_Texto apresentado_:
═══
Calma, o final feliz já vai chegar!

A ambulância chegou ao hospital quase uma hora depois, quando a hemorragia estava quase incontrolável. Aninha, desacordada, ostentava uma expressão de anjinho triste. Tal rostinho cativante teria emocionado o médico de plantão na emergência, mas ele estava tão preocupado com as discussões com a sua esposa que não tratou da menina como deveria.

Uma hora depois é declarada a hora da morte. Aninha morre em razão de uma hemorragia interna. Como no hospital ninguém soube informar seu nome, foi enterrada como indigente. Sua mãe nunca mais soube dela. Os velhinhos nunca mais ouviram sua vozinha doce contar histórias.

Final feliz? Enganei vocês, otários.



Estorinha de mau gosto, eu sei. O caso é que, um dia desses, eu me peguei pensando no que aconteceria se um narrador mentisse. E eu não estou me referindo aqui àqueles narradores personagens que têm uma alma e são plenamente capazes de mentir. Mas imagine um daqueles narradores impessoais, que parecem contar verdades universais, mentindo!
═══
_Dados de entrada_:
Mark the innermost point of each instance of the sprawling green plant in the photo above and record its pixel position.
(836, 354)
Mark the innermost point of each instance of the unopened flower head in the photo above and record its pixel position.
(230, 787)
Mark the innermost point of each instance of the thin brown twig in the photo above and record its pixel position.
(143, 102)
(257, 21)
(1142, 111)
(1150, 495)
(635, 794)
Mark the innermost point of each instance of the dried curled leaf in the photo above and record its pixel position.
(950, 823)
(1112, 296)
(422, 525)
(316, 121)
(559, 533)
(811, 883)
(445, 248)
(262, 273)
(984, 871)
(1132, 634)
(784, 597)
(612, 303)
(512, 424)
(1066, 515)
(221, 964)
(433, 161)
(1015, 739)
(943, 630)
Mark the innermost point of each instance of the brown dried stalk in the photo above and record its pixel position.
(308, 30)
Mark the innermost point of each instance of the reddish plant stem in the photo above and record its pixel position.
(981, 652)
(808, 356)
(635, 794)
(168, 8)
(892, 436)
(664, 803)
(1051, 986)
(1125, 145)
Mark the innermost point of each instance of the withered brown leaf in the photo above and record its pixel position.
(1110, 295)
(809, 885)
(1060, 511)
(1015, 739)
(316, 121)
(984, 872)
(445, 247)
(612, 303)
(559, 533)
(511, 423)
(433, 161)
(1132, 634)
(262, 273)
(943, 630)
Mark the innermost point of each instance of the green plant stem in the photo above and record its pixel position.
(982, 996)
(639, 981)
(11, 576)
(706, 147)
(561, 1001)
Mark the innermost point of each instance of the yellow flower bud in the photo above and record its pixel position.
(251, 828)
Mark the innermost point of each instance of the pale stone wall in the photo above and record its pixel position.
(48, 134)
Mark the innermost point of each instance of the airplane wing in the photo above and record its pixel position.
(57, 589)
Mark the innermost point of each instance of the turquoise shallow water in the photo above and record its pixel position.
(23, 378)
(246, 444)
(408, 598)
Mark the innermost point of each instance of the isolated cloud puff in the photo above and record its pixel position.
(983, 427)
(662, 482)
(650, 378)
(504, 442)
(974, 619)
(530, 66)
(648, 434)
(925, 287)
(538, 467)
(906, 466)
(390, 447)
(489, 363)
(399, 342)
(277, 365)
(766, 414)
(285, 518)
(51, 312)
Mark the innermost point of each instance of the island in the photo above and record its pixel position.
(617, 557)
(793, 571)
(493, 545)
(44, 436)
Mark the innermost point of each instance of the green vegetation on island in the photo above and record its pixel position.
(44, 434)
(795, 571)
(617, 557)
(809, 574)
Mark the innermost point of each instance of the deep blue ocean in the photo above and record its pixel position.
═══
_Instruções de trabalho_:
1 - De acordo com o texto apresentado, como Aninha foi enterrada?
2 - Reescreva o trecho do texto apresentado que vai de "A ambulância chegou" até "menina como deveria.", trocando "menina" por "criança".

_Respostas escritas_:
1 - Como indigente.

2 -
A ambulância chegou ao hospital quase uma hora depois, quando a hemorragia estava quase incontrolável. Aninha, desacordada, ostentava uma expressão de anjinho triste. Tal rostinho cativante teria emocionado o médico de plantão na emergência, mas ele estava tão preocupado com as discussões com a sua esposa que não tratou da criança como deveria.